ACTIVITY 1 —
How would you translate this sentence from the conference session descriptions into Spanish: "This session will highlight presentations focusing on the conservation and restoration of species used for food, medicine, basketry, and traditions."?
ACTIVITY 2 —
Could you duplicate, word for word, the part of the conference session descriptions that opens with the words containing "Books are the" and closes with "works are welcome!"?

TEXT UNDER STUDY —
When plants and animals fundamental to Indigenous communities are no longer readily available by virtue of habitat loss, climate change, and overharvesting, many traditions that have evolved with these species are also threatened. This session will highlight presentations focusing on the conservation and restoration of species used for food, medicine, basketry, and traditions.
The session focuses on bringing to light various ecosystem restoration practices that are culturally relevant to Asian context, with particular referenece India and particular the Southern state of Kerala. The roundtable discussion involves sacred grove owners from Kerala, and officers from Kerala State Forestry Department.
Books are the culmination of years of research and writing and their authors deserve to be celebrated and learned from! We invite recent authors from across the ethnobiology spectrum to join us to share a little about the goals of your work and the process of crafting a book project. Monographs, edited volumes, original research, collections, cookbooks, and related creative works are welcome!
In this session attendees will have the opportunity to learn about recently published volumes and hear from authors directly about the processes involved and how the end product was achieved. This is a great way to learn about the latest works, find that new reading for an upcoming class, or find mentorship for your own book-in-the-making!

DATA EXTRACT —
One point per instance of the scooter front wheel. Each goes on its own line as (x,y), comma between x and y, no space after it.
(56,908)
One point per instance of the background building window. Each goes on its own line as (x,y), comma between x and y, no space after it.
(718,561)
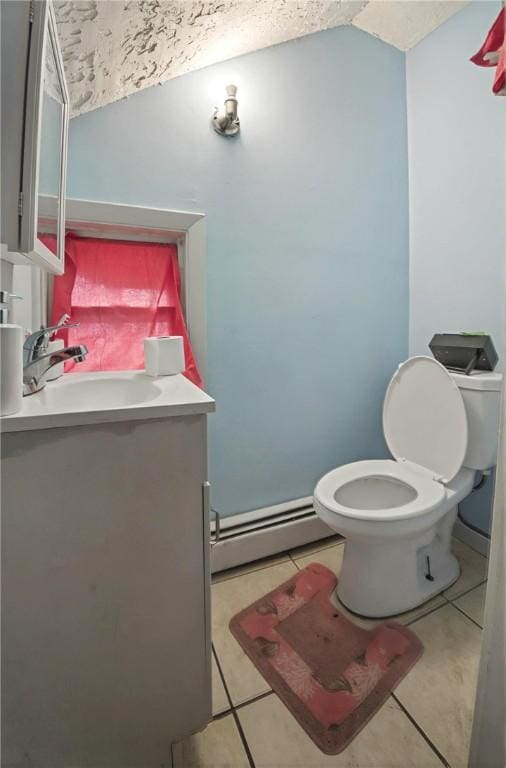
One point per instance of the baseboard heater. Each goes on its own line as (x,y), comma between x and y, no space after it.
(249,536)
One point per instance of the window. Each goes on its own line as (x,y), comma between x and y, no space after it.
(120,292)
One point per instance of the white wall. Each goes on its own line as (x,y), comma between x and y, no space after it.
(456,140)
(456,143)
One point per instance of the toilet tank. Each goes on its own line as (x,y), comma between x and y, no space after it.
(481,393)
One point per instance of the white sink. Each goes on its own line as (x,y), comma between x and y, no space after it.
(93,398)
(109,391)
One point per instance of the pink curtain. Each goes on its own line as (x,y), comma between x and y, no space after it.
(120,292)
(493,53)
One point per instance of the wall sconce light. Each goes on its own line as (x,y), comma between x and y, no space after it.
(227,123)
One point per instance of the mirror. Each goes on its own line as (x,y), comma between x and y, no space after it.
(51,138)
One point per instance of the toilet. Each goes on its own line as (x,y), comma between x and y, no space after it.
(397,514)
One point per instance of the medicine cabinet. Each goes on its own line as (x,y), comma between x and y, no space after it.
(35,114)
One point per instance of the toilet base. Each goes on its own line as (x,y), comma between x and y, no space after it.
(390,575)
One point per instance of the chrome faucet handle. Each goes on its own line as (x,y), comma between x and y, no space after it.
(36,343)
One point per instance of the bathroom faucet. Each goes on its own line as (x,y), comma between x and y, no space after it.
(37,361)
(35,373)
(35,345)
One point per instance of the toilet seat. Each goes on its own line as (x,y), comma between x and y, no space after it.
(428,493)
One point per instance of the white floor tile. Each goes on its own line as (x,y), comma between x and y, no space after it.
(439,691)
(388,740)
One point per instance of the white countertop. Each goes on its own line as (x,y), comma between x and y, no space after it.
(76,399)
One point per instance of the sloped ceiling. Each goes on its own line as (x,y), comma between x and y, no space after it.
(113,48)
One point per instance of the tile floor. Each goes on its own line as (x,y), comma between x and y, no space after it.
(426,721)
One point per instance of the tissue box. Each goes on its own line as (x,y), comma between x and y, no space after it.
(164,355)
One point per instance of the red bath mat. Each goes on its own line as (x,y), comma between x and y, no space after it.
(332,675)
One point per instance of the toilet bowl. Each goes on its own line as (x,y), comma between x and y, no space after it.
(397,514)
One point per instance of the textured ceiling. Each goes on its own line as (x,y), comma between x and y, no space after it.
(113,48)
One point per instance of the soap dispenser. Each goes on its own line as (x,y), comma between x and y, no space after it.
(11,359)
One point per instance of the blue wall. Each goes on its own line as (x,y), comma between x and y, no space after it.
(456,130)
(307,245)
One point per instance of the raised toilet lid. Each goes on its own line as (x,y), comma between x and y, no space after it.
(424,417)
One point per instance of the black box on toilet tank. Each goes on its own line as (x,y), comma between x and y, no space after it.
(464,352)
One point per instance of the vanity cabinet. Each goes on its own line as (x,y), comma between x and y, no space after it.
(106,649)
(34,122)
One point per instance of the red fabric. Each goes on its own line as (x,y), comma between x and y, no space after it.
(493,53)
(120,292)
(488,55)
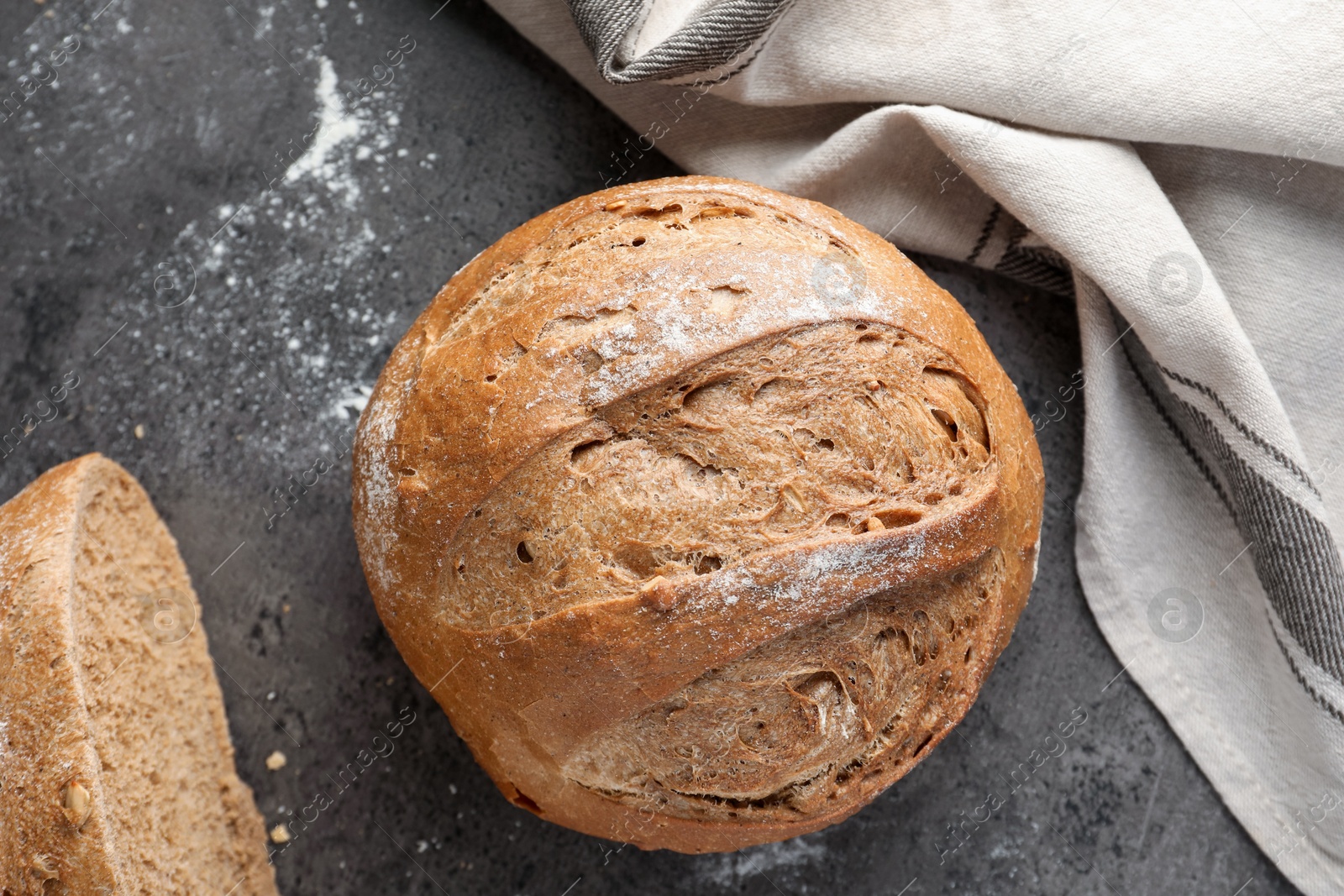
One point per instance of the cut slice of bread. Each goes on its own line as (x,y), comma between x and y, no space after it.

WRITTEN SOLUTION 1 —
Esta sesión destacará presentaciones centradas en la conservación y la restauración de especies utilizadas para la alimentación, la medicina, la cestería y las tradiciones.

WRITTEN SOLUTION 2 —
Books are the culmination of years of research and writing and their authors deserve to be celebrated and learned from! We invite recent authors from across the ethnobiology spectrum to join us to share a little about the goals of your work and the process of crafting a book project. Monographs, edited volumes, original research, collections, cookbooks, and related creative works are welcome!